**EXTRACT PROVIDED:**
↓↓↓
In respect of Zanzibar, the Committee notes the provisions of the Labour Relations Act of 2005 (LRA), which repeals and replaces the Trade Unions Act of 2001 and the Industrial Court Act of 1994. The LRA applies to both the public and private sectors.

Articles 1, 2 and 3 of the Convention. Protection against acts of anti-union discrimination and interference. The Committee notes with interest that section 5 of the LRA prohibits acts of anti-union discrimination on the basis of trade union membership or activities. Section 8 similarly prohibits acts of interference, by an employer or employers’ organization, in the affairs of a trade union. The Committee further notes that under section 11 of the LRA, claims of anti-union discrimination or interference may be brought before the Labour Court, which in respect of such actions is empowered to make such order as it deems necessary, including reinstatement, the restoration of any benefit or advantage to the party concerned, the payment of compensation for damages suffered and, where appropriate, of a punitive indemnity.

Article 4. Trade union recognition for purposes of collective bargaining. The Committee notes with interest that the LRA contains several provisions designed to promote free and unfettered collective bargaining. Section 55 guarantees the right to collectively bargain over not just the terms and conditions of employment, but over the regulation or determination of any matter deemed necessary by the parties concerned. Section 56 provides that bargaining may take place at the enterprise, industry, sectoral and national levels, and furthermore section 59 establishes the duty to bargain in good faith on the part of both employers’ and workers’ organizations.
↑↑↑
**GIVEN EXERCISE:**
Summarize the passage above on Zanzibar's Labour Relations Act of 2005 in two sentences.

**Entries from a pointing dataset:**
↓↓↓
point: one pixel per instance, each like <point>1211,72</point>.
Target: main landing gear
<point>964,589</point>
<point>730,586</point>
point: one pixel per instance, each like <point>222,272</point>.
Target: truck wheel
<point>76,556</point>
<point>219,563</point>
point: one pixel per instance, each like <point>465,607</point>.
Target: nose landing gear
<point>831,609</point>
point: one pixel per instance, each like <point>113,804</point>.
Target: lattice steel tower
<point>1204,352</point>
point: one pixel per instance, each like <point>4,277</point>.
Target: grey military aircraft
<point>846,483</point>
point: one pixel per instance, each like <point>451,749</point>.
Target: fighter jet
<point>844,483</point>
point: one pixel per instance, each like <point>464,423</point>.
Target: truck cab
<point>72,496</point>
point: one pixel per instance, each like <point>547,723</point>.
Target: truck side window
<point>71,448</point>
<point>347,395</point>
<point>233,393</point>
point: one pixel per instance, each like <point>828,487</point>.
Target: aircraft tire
↑↑↑
**SOLUTION BELOW:**
The Committee notes that Zanzibar's Labour Relations Act of 2005, which covers both the public and private sectors, replaces the Trade Unions Act of 2001 and the Industrial Court Act of 1994, and it prohibits anti-union discrimination and employer interference in trade union affairs, with the Labour Court able to order remedies such as reinstatement and compensation. The Act also promotes free collective bargaining: it allows bargaining over any matter the parties deem necessary, permits it at enterprise, industry, sectoral and national levels, and requires both employers' and workers' organizations to bargain in good faith.